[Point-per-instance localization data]
++++++

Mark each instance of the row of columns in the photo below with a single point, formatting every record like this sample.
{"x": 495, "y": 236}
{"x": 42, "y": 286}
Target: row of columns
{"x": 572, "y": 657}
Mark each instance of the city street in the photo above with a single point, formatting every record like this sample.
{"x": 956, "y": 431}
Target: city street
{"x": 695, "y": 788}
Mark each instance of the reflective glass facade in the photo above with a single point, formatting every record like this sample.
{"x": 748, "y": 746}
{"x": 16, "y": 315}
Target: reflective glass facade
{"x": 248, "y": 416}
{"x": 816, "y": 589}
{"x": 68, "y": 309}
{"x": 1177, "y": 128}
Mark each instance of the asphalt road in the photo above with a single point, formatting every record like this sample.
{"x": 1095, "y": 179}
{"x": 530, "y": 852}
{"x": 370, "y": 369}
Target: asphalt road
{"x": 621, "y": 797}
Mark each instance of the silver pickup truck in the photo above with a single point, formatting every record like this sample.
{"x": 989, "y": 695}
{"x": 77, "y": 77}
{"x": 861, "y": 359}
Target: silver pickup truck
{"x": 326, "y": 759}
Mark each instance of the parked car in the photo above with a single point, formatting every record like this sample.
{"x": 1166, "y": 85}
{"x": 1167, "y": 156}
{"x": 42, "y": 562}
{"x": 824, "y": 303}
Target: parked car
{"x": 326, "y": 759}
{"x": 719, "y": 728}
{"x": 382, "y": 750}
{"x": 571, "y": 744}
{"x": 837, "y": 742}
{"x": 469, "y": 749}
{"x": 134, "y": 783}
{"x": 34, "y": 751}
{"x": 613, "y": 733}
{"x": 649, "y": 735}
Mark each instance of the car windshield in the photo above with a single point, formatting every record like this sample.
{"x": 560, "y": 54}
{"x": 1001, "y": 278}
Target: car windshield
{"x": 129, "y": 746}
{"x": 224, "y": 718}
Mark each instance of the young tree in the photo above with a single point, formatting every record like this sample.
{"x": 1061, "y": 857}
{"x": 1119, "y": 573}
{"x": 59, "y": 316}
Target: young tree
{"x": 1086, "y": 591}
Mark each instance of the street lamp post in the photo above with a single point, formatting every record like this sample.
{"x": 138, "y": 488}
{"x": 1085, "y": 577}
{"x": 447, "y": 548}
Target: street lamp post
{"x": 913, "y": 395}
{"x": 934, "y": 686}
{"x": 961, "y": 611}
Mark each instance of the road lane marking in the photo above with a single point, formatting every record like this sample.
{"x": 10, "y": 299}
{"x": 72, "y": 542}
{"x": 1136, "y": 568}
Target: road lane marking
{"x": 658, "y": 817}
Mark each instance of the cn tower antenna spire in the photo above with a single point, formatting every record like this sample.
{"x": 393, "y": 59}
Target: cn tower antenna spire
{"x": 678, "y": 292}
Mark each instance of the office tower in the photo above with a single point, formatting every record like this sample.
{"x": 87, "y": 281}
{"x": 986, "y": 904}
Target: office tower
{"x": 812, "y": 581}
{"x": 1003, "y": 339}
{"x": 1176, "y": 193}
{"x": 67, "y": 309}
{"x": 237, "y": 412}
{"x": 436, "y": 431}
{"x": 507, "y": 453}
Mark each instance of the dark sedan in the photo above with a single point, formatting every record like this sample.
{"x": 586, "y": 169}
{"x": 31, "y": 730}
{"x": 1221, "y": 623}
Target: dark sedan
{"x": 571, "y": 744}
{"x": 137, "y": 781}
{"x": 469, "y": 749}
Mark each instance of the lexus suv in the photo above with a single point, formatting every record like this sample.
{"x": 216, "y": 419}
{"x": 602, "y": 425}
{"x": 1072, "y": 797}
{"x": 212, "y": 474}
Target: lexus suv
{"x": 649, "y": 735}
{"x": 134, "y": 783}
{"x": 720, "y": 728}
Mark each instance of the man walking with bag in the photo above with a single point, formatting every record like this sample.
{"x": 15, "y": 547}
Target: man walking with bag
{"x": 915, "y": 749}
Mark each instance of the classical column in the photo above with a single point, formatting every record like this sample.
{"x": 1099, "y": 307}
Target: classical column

++++++

> Task statement:
Copy every line of the records, leaving nothing out.

> Answer space:
Mark each instance of the row of columns in the photo below with a single point, formatting every record like this sample.
{"x": 495, "y": 236}
{"x": 42, "y": 286}
Target: row of columns
{"x": 572, "y": 657}
Mark each instance of the city street in the photo above with a single point, formatting every record like this sample.
{"x": 956, "y": 431}
Target: city street
{"x": 695, "y": 788}
Mark each instance of the reflective glass facade in the photo above with a single point, formatting every record like this sample.
{"x": 748, "y": 746}
{"x": 16, "y": 315}
Target: reflective glass facade
{"x": 248, "y": 416}
{"x": 816, "y": 589}
{"x": 68, "y": 309}
{"x": 1177, "y": 128}
Mark each instance of the asphalt road in the photo above with a single point, formatting every record like this sample.
{"x": 1095, "y": 179}
{"x": 530, "y": 852}
{"x": 370, "y": 369}
Target: asphalt road
{"x": 621, "y": 797}
Mark each instance of the silver pickup truck in the photo above with a single point, formatting every record like this sample.
{"x": 989, "y": 695}
{"x": 77, "y": 77}
{"x": 861, "y": 359}
Target: silver pickup truck
{"x": 326, "y": 759}
Mark each instance of the parked car in the photo above with a single point, formatting every record like this sample.
{"x": 1166, "y": 85}
{"x": 1167, "y": 156}
{"x": 42, "y": 562}
{"x": 824, "y": 303}
Target: parked car
{"x": 326, "y": 759}
{"x": 719, "y": 728}
{"x": 382, "y": 750}
{"x": 571, "y": 744}
{"x": 837, "y": 742}
{"x": 469, "y": 749}
{"x": 134, "y": 783}
{"x": 34, "y": 751}
{"x": 613, "y": 733}
{"x": 649, "y": 735}
Mark each instance of the car windshield in the photo above with a single point, formatting every record like this sample.
{"x": 560, "y": 54}
{"x": 1001, "y": 278}
Target: car windshield
{"x": 129, "y": 746}
{"x": 224, "y": 718}
Mark each instance of the young tree in the photo above with a single point, formatting every record like this sample.
{"x": 1061, "y": 857}
{"x": 1119, "y": 573}
{"x": 59, "y": 316}
Target: young tree
{"x": 1086, "y": 591}
Mark each instance of the street lamp post in the photo above with a single point, formatting every record like this sample.
{"x": 138, "y": 488}
{"x": 1085, "y": 577}
{"x": 447, "y": 548}
Target: street lamp post
{"x": 913, "y": 395}
{"x": 934, "y": 686}
{"x": 961, "y": 611}
Mark each instance of the road lane marking in the photo above with a single point, formatting every record like this sample.
{"x": 10, "y": 299}
{"x": 72, "y": 542}
{"x": 1136, "y": 568}
Target: road lane marking
{"x": 658, "y": 817}
Mark each instance of the cn tower antenna spire in the photo above with a single point, formatting every record like this sample.
{"x": 393, "y": 59}
Target: cn tower antenna spire
{"x": 678, "y": 292}
Mark each instance of the office tower in the photo above with a single point, formatting every record like this sample.
{"x": 87, "y": 281}
{"x": 986, "y": 904}
Target: office tower
{"x": 812, "y": 581}
{"x": 1003, "y": 339}
{"x": 1176, "y": 193}
{"x": 67, "y": 309}
{"x": 237, "y": 412}
{"x": 436, "y": 431}
{"x": 507, "y": 453}
Mark each instance of the dark sedan in the photo above with a single point, formatting every record like this sample.
{"x": 586, "y": 169}
{"x": 31, "y": 730}
{"x": 1221, "y": 623}
Target: dark sedan
{"x": 571, "y": 744}
{"x": 137, "y": 781}
{"x": 469, "y": 749}
Mark each instance of the lexus suv in the photo above with a single point, formatting every record like this sample.
{"x": 216, "y": 419}
{"x": 602, "y": 425}
{"x": 1072, "y": 797}
{"x": 212, "y": 474}
Target: lexus suv
{"x": 649, "y": 735}
{"x": 134, "y": 783}
{"x": 720, "y": 728}
Mark each instance of the man walking with bag in the photo above with a single point, formatting every record like this sample.
{"x": 15, "y": 547}
Target: man walking with bag
{"x": 915, "y": 749}
Mark each instance of the classical column in the photo above with a single point, formatting every record like this sample.
{"x": 1099, "y": 307}
Target: classical column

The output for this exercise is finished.